**EXERCISE DETAILS**
Take the line that contains "Each instance receives a single keypoint. Tag the snack" as the first line and the last line of the material below as the final one; reproduce exactly the lines between, inclusive.

**DATA LISTING**

# # #

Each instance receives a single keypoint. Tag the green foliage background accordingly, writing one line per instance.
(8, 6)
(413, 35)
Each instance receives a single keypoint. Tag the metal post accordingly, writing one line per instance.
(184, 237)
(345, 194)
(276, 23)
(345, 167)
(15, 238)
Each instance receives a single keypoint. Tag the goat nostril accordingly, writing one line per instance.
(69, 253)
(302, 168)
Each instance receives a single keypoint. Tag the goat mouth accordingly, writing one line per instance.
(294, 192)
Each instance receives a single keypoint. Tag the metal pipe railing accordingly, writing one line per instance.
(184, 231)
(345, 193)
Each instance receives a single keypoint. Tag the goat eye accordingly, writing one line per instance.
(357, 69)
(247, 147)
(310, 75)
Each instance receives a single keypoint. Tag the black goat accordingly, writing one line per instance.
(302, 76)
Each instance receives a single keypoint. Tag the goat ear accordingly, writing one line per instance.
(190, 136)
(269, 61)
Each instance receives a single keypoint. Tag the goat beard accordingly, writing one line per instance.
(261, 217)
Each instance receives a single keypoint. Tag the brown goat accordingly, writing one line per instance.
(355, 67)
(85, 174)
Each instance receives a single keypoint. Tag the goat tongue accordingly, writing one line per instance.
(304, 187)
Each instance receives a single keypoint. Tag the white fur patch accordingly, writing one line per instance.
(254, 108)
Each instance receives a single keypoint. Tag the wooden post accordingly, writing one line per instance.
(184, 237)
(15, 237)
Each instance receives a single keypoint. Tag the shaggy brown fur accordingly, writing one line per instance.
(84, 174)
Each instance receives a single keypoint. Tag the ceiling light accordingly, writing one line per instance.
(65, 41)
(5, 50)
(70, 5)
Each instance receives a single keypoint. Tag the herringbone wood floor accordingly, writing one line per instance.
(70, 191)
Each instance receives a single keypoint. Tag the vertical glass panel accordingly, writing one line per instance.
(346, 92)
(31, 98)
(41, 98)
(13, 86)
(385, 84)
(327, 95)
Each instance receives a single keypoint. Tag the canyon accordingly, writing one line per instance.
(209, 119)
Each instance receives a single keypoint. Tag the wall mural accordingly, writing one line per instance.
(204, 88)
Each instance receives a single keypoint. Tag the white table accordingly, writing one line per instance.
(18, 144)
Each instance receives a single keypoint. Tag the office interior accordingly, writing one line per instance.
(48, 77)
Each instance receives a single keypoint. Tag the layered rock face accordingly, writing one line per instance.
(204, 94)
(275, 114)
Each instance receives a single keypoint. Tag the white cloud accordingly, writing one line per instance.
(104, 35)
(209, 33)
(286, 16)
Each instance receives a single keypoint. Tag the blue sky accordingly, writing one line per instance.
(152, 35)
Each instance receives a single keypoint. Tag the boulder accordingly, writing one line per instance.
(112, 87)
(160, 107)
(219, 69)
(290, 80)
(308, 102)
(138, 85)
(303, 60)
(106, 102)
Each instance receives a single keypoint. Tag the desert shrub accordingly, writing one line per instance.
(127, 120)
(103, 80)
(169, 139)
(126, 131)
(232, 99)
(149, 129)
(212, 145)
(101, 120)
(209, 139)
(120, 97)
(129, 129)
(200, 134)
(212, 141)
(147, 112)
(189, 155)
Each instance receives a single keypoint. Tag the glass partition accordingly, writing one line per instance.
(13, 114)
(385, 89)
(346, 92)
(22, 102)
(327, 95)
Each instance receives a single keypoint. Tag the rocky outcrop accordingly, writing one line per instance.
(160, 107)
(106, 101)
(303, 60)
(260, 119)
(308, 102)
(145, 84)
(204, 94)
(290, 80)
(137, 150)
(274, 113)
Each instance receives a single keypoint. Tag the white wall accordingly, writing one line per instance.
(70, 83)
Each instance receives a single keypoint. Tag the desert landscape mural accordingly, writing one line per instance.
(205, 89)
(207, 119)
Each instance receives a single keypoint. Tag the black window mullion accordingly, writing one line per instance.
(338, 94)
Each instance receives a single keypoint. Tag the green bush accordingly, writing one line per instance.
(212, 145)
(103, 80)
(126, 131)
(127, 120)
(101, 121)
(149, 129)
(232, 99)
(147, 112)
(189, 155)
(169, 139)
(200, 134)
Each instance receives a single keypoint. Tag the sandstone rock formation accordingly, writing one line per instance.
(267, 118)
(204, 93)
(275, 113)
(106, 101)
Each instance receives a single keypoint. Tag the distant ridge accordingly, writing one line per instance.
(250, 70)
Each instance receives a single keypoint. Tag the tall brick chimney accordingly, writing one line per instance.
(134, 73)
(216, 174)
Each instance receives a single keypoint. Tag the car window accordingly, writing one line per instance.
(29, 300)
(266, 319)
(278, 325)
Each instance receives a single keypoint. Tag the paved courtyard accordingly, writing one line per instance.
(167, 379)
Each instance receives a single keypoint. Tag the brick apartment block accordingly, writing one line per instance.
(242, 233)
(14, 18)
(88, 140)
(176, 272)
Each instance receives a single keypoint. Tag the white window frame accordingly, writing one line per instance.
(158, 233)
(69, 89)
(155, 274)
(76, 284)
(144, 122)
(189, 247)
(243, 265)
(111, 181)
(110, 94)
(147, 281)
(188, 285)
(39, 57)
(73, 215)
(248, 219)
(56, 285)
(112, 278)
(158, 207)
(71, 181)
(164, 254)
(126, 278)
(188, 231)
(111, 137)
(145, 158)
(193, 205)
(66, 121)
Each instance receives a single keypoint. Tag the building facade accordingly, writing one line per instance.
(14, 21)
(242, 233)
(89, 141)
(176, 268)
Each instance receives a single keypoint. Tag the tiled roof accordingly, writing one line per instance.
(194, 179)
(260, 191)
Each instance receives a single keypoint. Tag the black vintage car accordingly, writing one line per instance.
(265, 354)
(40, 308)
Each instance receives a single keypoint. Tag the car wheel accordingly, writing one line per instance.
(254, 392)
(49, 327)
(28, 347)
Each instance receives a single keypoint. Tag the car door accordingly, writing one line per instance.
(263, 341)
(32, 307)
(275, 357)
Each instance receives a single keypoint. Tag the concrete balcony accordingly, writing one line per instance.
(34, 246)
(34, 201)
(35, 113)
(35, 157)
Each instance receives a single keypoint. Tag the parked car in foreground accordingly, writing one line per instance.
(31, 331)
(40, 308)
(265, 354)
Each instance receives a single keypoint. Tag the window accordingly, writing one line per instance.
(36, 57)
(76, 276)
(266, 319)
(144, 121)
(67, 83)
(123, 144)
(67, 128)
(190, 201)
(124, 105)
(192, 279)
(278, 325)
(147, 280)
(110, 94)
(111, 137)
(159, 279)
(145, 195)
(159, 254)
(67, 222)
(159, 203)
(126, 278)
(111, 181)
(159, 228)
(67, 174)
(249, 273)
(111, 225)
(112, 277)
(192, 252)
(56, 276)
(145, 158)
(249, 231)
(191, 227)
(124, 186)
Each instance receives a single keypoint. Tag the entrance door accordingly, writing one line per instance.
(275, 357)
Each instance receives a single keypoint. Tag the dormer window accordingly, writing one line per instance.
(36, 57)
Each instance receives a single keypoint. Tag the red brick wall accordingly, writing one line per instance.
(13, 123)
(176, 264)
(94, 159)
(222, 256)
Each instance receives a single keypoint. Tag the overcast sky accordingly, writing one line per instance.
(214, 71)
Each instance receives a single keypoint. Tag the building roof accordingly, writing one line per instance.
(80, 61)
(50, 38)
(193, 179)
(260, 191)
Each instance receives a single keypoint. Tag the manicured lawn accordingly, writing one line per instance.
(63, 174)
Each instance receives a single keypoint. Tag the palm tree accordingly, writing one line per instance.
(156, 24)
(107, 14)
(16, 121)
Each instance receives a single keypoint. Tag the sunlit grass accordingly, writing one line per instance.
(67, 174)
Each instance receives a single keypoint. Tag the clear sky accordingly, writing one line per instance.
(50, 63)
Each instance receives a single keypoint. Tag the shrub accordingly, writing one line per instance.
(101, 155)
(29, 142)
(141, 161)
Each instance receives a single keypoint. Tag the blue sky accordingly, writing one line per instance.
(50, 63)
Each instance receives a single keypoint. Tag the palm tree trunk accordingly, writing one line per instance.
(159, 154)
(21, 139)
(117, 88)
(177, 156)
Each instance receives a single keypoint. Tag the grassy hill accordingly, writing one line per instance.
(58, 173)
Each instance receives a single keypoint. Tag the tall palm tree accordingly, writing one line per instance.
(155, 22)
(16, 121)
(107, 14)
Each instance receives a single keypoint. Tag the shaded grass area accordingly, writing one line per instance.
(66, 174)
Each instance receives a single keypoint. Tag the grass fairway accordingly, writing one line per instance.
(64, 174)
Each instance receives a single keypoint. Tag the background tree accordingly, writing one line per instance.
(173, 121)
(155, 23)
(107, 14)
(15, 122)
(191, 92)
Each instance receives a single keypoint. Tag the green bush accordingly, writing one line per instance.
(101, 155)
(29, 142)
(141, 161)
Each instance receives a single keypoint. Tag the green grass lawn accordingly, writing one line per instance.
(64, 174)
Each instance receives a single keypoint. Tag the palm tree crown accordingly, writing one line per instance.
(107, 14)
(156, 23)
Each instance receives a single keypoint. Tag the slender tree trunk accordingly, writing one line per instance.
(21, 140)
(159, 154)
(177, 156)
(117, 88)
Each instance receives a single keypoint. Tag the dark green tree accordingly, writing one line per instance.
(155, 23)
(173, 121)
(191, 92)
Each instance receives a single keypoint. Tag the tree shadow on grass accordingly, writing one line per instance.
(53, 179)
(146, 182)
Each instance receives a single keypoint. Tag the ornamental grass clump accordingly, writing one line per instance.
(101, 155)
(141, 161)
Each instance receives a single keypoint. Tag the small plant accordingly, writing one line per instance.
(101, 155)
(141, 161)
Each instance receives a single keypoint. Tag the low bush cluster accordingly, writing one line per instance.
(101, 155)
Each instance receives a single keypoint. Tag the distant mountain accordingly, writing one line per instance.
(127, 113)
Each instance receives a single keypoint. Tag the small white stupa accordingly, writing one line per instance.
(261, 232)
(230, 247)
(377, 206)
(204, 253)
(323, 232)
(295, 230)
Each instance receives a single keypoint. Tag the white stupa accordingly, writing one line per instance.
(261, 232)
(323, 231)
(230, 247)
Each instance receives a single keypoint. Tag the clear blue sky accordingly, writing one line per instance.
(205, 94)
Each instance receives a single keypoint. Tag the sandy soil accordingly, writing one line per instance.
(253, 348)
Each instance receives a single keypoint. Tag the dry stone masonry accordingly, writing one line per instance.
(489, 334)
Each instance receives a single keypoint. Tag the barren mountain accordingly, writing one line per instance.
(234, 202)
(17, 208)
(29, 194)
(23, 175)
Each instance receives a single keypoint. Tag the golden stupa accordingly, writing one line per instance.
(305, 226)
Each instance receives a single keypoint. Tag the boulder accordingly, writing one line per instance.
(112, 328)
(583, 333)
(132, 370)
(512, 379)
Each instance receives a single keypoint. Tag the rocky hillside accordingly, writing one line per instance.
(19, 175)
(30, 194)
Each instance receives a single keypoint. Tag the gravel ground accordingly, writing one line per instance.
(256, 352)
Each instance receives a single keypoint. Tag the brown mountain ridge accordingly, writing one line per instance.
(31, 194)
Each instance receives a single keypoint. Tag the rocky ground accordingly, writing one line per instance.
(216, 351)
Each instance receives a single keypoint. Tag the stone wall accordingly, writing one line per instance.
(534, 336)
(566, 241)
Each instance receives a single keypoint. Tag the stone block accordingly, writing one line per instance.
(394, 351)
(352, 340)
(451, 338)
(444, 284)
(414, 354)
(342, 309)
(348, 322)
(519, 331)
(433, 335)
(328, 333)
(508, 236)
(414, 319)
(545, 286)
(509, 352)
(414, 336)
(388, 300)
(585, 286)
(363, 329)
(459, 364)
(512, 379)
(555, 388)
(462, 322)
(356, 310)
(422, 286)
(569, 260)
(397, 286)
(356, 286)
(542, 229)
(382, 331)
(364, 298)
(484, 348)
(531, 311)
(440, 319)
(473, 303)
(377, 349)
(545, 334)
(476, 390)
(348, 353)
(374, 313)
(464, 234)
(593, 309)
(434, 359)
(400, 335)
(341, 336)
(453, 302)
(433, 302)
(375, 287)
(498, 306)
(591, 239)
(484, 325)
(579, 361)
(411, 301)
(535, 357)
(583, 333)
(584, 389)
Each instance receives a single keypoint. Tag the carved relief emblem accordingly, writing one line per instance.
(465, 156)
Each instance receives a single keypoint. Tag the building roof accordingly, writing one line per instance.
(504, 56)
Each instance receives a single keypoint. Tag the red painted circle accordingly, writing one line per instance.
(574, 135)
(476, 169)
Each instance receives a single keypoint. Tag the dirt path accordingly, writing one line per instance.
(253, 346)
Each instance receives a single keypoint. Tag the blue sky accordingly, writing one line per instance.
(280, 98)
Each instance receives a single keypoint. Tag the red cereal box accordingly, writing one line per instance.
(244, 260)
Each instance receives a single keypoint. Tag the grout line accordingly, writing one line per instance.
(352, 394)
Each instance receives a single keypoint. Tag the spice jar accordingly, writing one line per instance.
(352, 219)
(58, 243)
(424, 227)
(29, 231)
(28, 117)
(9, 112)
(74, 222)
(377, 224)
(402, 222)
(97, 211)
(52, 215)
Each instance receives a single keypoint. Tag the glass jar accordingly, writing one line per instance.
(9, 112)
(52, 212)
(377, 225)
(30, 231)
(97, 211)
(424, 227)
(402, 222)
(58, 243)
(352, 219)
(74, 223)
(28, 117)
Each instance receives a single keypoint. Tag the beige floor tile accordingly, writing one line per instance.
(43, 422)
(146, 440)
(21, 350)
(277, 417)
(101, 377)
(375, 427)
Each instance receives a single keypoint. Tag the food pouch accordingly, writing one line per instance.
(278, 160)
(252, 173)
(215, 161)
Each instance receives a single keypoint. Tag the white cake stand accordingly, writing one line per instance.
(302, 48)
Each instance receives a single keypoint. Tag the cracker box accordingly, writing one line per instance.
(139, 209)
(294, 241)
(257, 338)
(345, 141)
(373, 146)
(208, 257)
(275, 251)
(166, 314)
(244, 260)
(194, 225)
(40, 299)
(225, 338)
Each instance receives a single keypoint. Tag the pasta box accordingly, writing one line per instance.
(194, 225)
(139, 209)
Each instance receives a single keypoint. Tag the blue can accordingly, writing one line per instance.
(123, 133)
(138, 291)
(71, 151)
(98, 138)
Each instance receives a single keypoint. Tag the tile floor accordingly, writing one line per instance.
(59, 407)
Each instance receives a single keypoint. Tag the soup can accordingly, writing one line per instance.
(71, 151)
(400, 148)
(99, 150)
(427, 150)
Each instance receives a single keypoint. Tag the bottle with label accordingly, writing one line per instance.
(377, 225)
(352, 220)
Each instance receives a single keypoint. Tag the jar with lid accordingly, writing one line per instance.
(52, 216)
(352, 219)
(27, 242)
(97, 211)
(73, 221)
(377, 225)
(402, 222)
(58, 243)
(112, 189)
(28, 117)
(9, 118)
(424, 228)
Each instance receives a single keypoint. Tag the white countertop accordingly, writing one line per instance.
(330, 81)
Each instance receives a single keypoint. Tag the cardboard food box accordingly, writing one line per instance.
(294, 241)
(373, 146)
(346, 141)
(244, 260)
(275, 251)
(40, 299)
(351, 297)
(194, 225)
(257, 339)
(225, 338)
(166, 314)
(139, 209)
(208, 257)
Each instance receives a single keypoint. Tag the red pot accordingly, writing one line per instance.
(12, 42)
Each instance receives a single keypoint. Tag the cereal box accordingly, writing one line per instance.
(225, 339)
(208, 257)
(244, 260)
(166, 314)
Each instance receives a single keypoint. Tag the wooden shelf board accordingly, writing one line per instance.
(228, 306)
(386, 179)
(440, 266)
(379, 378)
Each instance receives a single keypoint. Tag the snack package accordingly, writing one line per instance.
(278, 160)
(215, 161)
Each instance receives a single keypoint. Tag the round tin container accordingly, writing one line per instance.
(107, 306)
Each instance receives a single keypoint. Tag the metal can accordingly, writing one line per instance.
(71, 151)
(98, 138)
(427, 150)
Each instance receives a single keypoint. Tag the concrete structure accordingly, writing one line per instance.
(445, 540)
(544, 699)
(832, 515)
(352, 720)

# # #

**ANSWER TO THIS TASK**
Each instance receives a single keypoint. Tag the snack package accordingly, writing one line per instance.
(278, 160)
(215, 161)
Each instance receives a single keypoint. Tag the round tin container accordingly, writing one line per instance.
(107, 306)
Each instance receives a single keypoint. Tag the metal can accordingly, writing one line per instance.
(71, 151)
(98, 138)
(427, 150)
Each instance receives a single keypoint. Tag the concrete structure accordingly, writing one line per instance.
(445, 540)
(544, 699)
(832, 515)
(352, 720)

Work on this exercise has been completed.